SOURCE TEXT:
——————————
August 23, 1784 The Lost State of Franklin

The Free Republic of Franklin went on for four years despite them all with it’s own Indian treaties, its own constitution and its own system of barter, taking the place of currency.

The American Revolution came to an end with the Treaty of Paris of September 3, 1783. Thirteen former colonies were now independent states, an experiment in self-government encompassing a relative sliver along the eastern shore of a nation one day destined to measure some 2,680 miles across and 1,582 miles from north, to south.

By no means was it foreordained that the United States, would have a Pacific coastline.

In the 18th century, factions developed between established coastal cities and farms and the western pioneers eking out a living, along the frontier. Many so-called eastern “elites” considered these to be outside of the fledgling nation and, for them, that was alright. Frontier communities had a choice between forming jurisdictions within existing states, creating new states or going off on their own to build entirely new countries.

Most of us are well aware that Texas was once such an independent Republic. Many know the same of the Republic of West Florida, the Original Lone Star Republic. (Sorry, Texas). But who knew the modern US contains no fewer than Ten formerly independent states: The Republic of Vermont (1777-1791), Kingdom of Hawaii (1795-1898), Republic of West Florida (1810), Republic of Texas (1836-1846), Republic of Rio Grande (1840), Provisional Government of Oregon (1843-1849), Republic of California (1846), State of Deseret (1849-1850), Republic of Sonora (1853-1854) and the Republic of Baja California (1853-1854).

Republic of West Florida

The war had yet to be formally ended when the state of North Carolina ceded the four western counties between the Alleghenies, and the Mississippi River. Representatives from Washington, Sullivan, Spencer (modern-day Hawkins) and Greene counties declared independence from North Carolina on August 23, 1784.

Congress had yet to act on the matter and North Carolina rescinded its cession nearly a year later and began to organize an administration, within the counties. That the federal government was considering selling the region to France or Spain at this time to settle war debt had nothing to do with any of it, I’m sure.

The following May, the counties petitioned for statehood. They called it “Frankland” at first but that was changed to Franklin, to gain the support of Benjamin Franklin and his allies.

The Republic won over a majority of the congress but never did achieve the 2/3rds required to make statehood, a reality.

The Free Republic of Franklin went on for four years despite them all with it’s own Indian treaties, its own constitution and its own system of barter, taking the place of currency.

North Carolina ran a parallel government the whole time, within the state of Franklin. This did little to strengthen an already weak economy when Governor John Sevier petitioned the Spanish, for foreign aid. Horrified at the idea of a Spanish client state at its border North Carolina, arrested the Governor.

Cherokee, Chickamauga and Chickasaw war bands piled on attacking settlements, within the borders of Franklin. It was all over by 1788 as Franklin rejoined North Carolina to gain the protection, of the state militia.

Today, the formerly Free Republic of Franklin makes up the easternmost 12 counties of Tennessee admitted as the 16th state on June 1, 1796.

Of the ten independent Republics listed above plus four others who tried and failed, Franklin remains unique in that the state resulted from both a cession, and secession.
——————————
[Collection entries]
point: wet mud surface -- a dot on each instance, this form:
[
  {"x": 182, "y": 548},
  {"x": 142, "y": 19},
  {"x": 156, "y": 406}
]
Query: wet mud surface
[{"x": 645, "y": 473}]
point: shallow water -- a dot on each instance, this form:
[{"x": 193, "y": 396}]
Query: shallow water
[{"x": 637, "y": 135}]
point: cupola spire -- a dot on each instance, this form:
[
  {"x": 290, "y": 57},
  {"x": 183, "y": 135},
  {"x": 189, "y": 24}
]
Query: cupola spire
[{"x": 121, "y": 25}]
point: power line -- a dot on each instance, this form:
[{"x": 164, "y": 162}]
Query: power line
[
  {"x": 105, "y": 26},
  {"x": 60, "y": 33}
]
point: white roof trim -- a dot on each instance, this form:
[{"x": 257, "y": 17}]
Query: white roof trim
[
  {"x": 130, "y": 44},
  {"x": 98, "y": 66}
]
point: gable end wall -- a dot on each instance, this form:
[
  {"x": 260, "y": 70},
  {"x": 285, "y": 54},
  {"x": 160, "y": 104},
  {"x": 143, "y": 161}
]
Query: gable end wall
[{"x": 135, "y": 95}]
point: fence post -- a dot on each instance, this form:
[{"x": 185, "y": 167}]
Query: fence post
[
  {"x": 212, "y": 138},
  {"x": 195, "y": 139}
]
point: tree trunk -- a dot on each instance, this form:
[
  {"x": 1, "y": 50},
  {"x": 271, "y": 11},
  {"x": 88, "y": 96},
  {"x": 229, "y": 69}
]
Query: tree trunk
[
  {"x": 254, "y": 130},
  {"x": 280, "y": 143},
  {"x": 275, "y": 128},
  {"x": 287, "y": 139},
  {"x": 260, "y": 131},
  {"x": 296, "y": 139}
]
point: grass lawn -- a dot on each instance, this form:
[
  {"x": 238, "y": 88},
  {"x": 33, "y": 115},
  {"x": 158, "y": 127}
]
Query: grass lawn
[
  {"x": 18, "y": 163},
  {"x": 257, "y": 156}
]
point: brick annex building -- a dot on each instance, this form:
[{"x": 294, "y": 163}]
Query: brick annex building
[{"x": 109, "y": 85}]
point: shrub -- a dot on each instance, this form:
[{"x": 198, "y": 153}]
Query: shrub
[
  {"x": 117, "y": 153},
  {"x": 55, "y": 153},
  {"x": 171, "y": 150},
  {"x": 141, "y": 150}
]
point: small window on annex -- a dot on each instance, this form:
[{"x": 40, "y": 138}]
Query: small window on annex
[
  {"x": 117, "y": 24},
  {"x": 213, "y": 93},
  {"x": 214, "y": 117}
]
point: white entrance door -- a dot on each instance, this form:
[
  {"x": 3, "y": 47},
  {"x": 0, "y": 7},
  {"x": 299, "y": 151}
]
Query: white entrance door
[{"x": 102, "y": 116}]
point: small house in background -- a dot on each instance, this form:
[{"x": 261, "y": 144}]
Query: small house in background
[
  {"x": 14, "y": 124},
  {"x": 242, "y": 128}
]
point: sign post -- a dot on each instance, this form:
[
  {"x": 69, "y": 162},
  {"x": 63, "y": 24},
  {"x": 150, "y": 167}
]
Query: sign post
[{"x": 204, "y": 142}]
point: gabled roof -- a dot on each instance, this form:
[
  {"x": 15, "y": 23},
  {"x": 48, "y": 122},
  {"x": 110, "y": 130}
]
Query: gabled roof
——————————
BRIEF 1: Summarize the passage on the State of Franklin in two sentences.
BRIEF 2: According to the passage on the State of Franklin, why was the name "Frankland" changed to Franklin?
BRIEF 3: Write the next paragraph of the passage on the State of Franklin, starting after its final sentence.

FINAL ANSWER 1: After North Carolina ceded its four western counties, representatives from Washington, Sullivan, Spencer and Greene counties declared independence on August 23, 1784, and Franklin went on for four years with its own Indian treaties, constitution and barter system, though it never gained the two-thirds of Congress required for statehood. Weakened by North Carolina's parallel government, the arrest of Governor John Sevier and attacks by Cherokee, Chickamauga and Chickasaw war bands, Franklin rejoined North Carolina by 1788, and its former territory now makes up the easternmost 12 counties of Tennessee.

FINAL ANSWER 2: It was changed to gain the support of Benjamin Franklin and his allies.

FINAL ANSWER 3:
Tennessee went on to earn the nickname “The Volunteer State” during the War of 1812 and cement the label during the Mexican-American war when the secretary of War requested 2,800 volunteers and got, 30,000. Tennessee was the last of the southern states to secede from the union and the first to rejoin, having provided more Confederate soldiers of any state save Virginia and more units of soldiers for the Union army, than any of the Confederate states.

Fun Fact: William Strickland, the engineer and architect who built the Tennessee State Capitol in Nashville, died in 1854 before the building’s completion. At Strickland’s request he was entombed within the walls of the structure and remains there, still.

George Washington, the only politically Independent President in our nation’s history warned against factions dividing Americans into “distinct peoples”. He had seen how parties had driven England to civil war with the Jacobite uprising, of 1745-’46. He well understood the murderous tendencies unleashed by the politics, of the French Revolution. He detested the endless sniping of factions within his own government and the “infamous scribblers” of the newspapers, of his day.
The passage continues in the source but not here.